• WHAT THIS TASK INVOLVES: In the records below, how many lines contain the string "clear", counting case as significant? Reply with the number alone.

• SOURCE RECORDS:
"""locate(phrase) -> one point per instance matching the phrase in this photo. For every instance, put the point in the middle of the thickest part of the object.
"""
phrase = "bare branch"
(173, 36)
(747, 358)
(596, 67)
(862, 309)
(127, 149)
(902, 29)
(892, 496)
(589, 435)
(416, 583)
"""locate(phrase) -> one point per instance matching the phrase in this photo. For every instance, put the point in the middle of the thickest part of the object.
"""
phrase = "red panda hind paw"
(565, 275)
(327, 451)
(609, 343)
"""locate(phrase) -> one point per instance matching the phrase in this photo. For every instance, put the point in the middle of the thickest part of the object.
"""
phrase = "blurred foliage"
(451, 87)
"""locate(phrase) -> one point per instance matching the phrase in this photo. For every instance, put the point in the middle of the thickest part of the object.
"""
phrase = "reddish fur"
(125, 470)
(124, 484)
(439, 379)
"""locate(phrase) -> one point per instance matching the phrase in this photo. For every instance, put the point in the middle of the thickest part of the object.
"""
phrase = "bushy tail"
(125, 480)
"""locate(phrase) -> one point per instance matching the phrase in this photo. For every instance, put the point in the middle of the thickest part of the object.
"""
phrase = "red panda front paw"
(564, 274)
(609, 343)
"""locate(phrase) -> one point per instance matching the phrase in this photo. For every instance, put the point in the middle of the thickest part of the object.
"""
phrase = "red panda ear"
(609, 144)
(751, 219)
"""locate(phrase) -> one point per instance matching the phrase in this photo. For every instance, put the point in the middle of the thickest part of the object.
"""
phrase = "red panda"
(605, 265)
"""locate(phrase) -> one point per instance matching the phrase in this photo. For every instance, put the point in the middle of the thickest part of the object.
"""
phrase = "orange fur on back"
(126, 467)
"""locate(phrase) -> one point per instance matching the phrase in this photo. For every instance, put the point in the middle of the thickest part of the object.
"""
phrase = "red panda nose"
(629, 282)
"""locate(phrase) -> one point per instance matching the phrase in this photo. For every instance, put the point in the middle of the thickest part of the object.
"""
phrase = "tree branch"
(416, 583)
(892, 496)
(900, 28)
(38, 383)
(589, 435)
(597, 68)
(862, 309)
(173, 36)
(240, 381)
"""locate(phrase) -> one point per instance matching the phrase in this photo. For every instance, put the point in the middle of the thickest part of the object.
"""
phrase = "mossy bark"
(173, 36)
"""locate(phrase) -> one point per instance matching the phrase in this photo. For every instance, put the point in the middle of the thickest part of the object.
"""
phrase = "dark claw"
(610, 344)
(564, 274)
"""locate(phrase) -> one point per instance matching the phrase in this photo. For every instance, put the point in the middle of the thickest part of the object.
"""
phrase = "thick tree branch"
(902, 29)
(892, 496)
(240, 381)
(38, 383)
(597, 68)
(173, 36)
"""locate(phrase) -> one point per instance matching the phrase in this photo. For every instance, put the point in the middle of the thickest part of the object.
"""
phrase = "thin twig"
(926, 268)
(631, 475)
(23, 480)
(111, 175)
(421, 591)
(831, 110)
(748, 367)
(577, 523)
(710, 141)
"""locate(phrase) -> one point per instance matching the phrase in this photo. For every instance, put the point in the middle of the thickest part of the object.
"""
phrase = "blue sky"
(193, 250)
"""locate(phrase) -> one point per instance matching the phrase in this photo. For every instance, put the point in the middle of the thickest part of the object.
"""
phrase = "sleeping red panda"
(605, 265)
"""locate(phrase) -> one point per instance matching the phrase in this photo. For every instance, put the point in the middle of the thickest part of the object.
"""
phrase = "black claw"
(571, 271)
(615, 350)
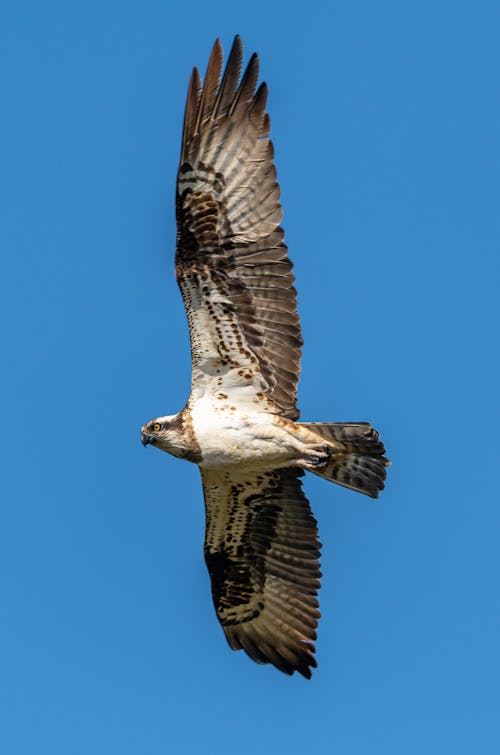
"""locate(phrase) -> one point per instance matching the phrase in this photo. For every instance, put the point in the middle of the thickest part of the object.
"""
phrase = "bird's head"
(164, 433)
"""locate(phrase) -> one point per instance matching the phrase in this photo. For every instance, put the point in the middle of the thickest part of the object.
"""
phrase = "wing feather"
(262, 554)
(231, 259)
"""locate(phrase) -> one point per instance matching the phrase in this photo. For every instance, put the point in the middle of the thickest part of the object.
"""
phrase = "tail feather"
(361, 465)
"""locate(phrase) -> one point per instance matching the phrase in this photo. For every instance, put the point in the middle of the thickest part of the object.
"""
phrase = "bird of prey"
(240, 423)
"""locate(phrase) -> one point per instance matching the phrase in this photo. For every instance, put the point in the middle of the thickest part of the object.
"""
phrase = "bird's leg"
(316, 456)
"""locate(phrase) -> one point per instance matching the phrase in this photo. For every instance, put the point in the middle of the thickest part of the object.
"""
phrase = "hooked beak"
(146, 439)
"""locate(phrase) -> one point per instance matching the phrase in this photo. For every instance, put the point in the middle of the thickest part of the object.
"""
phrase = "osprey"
(240, 422)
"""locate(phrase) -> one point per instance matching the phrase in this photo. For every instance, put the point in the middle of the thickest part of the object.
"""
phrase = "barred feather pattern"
(262, 554)
(231, 256)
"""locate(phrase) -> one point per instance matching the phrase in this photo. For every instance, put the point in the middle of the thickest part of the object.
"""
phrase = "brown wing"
(231, 260)
(262, 552)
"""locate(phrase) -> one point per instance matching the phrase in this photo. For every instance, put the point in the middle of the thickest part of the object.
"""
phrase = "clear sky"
(386, 122)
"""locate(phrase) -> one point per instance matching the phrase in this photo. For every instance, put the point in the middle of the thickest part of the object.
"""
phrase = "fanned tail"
(361, 465)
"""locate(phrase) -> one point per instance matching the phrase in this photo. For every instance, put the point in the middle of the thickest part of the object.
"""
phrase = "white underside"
(227, 435)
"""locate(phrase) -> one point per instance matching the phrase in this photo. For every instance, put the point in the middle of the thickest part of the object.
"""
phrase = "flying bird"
(240, 424)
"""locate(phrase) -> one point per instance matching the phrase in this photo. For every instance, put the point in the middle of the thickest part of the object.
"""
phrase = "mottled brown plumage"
(239, 425)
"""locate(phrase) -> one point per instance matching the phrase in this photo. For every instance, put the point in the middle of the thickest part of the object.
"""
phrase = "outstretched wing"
(262, 552)
(231, 261)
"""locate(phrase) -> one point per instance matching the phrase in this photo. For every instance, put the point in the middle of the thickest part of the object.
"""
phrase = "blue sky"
(385, 118)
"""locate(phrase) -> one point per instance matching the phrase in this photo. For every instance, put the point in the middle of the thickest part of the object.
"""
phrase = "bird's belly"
(250, 440)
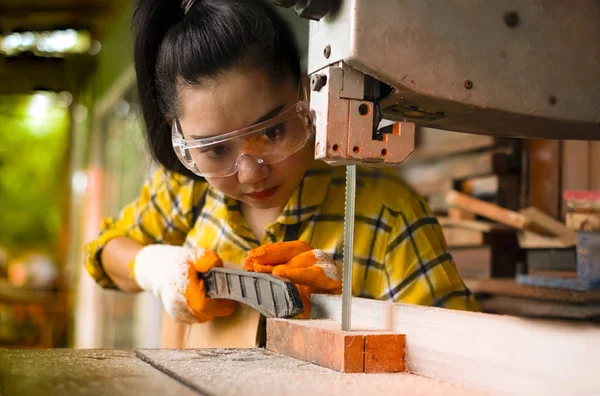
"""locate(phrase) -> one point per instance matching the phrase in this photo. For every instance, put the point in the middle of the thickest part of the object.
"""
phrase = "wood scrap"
(497, 354)
(323, 342)
(435, 143)
(460, 237)
(83, 372)
(508, 287)
(550, 225)
(486, 185)
(535, 308)
(532, 240)
(583, 221)
(258, 372)
(551, 259)
(474, 225)
(459, 214)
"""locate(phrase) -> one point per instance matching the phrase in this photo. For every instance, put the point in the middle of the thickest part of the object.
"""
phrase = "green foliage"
(33, 149)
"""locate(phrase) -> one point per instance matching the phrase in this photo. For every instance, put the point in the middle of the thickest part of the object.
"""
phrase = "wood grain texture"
(545, 176)
(74, 372)
(497, 354)
(258, 372)
(535, 308)
(486, 209)
(323, 342)
(550, 225)
(435, 143)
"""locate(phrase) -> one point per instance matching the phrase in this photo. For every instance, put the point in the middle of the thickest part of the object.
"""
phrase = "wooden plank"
(462, 237)
(583, 221)
(324, 343)
(435, 143)
(72, 372)
(474, 225)
(535, 308)
(497, 354)
(486, 185)
(257, 372)
(531, 240)
(551, 259)
(544, 175)
(486, 209)
(440, 172)
(550, 225)
(576, 165)
(508, 287)
(459, 214)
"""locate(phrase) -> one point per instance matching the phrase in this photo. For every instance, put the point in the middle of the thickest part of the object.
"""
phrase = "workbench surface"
(193, 372)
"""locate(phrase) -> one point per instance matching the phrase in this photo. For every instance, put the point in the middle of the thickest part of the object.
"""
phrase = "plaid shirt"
(399, 250)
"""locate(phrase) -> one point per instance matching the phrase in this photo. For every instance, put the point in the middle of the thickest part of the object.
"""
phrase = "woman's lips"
(264, 194)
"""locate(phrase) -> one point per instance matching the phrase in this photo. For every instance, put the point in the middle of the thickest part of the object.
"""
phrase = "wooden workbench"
(194, 372)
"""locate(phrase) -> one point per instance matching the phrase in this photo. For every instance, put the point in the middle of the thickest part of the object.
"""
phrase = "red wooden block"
(323, 342)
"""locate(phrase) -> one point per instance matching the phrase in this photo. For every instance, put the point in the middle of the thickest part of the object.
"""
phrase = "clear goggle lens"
(268, 142)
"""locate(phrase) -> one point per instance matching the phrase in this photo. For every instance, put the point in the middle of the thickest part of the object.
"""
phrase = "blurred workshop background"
(71, 152)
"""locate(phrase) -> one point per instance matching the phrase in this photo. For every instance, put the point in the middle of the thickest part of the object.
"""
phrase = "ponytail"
(152, 19)
(212, 36)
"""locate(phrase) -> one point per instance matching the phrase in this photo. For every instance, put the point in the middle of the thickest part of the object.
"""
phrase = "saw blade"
(348, 248)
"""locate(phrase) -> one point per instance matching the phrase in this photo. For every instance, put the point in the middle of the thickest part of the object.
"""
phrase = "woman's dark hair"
(171, 47)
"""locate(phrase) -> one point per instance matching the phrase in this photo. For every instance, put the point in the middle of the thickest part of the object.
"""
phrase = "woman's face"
(238, 99)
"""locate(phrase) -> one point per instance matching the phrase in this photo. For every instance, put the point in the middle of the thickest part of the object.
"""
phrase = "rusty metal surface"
(344, 123)
(257, 372)
(513, 68)
(70, 372)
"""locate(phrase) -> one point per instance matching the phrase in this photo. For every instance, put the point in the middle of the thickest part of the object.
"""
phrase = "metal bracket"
(344, 122)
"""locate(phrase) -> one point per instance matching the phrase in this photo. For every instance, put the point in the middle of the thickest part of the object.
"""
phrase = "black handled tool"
(271, 296)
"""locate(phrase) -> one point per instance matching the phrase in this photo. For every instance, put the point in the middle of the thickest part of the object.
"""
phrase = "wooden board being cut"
(324, 343)
(493, 353)
(74, 372)
(258, 372)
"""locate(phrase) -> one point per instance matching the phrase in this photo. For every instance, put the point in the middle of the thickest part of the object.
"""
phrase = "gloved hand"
(171, 273)
(312, 270)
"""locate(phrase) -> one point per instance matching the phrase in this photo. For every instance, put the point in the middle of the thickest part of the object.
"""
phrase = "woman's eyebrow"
(270, 114)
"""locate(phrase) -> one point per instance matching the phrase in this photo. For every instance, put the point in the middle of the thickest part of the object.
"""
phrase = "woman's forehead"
(234, 100)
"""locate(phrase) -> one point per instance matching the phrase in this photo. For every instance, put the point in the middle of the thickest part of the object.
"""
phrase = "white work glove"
(171, 273)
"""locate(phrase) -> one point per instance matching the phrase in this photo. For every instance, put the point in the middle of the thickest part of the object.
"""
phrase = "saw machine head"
(528, 69)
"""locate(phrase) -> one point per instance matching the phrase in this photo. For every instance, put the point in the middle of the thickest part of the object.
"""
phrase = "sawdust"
(259, 372)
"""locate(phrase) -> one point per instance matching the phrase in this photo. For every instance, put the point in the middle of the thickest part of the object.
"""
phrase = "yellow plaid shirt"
(399, 250)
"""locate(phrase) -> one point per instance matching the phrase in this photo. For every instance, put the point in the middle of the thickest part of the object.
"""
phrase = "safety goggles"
(268, 142)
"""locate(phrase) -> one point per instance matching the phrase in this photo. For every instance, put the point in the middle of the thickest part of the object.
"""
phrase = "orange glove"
(312, 270)
(172, 274)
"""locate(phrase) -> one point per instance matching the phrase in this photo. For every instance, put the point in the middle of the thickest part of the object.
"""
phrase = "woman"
(227, 120)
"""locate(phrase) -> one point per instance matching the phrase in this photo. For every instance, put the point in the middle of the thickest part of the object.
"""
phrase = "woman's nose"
(251, 170)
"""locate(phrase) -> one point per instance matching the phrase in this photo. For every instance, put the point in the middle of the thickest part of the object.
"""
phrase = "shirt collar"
(305, 201)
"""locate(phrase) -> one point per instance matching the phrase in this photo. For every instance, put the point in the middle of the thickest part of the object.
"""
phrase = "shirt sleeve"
(419, 268)
(160, 215)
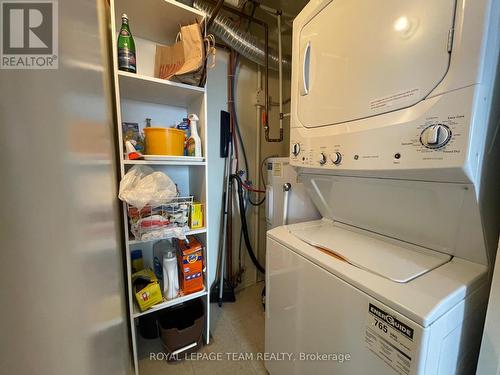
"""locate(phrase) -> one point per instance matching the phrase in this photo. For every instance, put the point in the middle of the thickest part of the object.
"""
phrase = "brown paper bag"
(185, 56)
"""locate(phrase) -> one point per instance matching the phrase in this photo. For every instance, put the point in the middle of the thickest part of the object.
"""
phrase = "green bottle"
(126, 48)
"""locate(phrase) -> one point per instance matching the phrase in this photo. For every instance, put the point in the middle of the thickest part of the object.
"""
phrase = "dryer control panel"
(436, 140)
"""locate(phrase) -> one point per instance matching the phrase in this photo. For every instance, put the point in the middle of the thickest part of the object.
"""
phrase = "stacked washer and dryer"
(394, 134)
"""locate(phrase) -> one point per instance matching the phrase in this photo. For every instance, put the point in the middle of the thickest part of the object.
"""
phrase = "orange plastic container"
(164, 141)
(190, 260)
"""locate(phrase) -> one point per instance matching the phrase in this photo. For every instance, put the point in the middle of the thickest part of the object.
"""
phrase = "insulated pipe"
(214, 13)
(257, 168)
(243, 42)
(280, 73)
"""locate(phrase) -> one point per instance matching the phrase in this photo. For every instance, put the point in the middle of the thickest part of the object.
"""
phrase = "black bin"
(181, 328)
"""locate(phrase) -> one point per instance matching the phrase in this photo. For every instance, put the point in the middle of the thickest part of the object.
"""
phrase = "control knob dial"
(322, 159)
(435, 136)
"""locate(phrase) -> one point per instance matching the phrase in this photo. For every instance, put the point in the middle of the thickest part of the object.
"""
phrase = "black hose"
(244, 225)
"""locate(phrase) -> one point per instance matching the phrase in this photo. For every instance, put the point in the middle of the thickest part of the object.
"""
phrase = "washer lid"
(359, 58)
(392, 259)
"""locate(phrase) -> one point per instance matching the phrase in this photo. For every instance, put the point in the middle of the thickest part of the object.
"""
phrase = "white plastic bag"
(142, 186)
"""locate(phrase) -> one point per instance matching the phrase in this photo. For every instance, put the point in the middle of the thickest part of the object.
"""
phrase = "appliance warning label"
(389, 339)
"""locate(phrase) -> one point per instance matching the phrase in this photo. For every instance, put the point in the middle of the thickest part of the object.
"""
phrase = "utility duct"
(243, 42)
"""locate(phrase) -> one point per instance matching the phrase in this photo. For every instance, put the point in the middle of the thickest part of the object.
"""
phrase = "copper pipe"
(214, 13)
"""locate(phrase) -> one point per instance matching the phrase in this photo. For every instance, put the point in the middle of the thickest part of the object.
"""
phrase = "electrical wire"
(244, 224)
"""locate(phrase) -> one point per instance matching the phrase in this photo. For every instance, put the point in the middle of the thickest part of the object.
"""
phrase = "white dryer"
(395, 136)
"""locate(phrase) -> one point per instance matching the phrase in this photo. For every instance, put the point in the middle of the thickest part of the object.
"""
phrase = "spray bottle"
(170, 275)
(194, 141)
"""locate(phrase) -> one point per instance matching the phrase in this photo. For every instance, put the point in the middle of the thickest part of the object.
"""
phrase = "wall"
(489, 358)
(247, 118)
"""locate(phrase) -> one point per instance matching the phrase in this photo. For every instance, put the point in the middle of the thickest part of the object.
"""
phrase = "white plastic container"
(170, 275)
(194, 141)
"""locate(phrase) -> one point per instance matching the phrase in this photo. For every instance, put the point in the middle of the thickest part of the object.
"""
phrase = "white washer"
(395, 137)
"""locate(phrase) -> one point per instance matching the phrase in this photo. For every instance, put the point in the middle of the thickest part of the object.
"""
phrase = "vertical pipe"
(280, 70)
(257, 168)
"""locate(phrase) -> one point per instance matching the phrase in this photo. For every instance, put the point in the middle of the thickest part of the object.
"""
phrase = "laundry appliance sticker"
(394, 99)
(390, 339)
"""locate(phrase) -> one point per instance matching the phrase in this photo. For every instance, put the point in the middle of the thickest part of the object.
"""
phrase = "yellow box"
(196, 217)
(150, 294)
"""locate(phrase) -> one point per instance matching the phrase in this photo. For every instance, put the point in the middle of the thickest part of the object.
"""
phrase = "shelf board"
(156, 20)
(173, 161)
(170, 303)
(190, 233)
(156, 90)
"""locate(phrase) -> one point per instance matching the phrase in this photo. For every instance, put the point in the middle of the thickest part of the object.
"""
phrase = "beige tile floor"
(236, 328)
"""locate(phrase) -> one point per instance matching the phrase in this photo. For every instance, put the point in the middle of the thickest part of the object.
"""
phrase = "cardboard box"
(190, 260)
(150, 294)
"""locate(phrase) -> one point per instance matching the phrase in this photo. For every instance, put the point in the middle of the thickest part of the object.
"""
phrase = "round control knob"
(295, 149)
(336, 158)
(435, 136)
(322, 159)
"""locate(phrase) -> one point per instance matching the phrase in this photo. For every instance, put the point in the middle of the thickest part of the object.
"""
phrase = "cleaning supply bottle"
(159, 249)
(194, 141)
(170, 275)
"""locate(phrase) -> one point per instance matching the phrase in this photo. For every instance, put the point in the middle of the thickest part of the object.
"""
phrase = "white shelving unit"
(141, 95)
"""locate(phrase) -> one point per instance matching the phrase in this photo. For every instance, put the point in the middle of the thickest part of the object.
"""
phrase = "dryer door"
(361, 58)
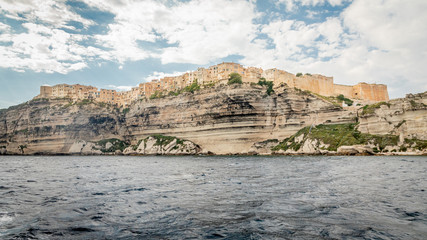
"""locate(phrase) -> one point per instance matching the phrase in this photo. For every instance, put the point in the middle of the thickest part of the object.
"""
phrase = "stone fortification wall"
(217, 74)
(374, 92)
(345, 90)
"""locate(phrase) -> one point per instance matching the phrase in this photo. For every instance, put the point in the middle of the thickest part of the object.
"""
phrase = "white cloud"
(199, 31)
(121, 88)
(55, 13)
(292, 4)
(44, 49)
(159, 75)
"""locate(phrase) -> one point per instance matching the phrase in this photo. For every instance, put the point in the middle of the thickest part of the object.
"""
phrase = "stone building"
(217, 74)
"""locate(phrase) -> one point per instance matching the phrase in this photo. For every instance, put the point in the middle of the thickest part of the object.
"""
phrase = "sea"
(213, 197)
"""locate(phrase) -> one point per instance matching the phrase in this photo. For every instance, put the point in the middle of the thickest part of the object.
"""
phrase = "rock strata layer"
(220, 120)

• RESULT: 2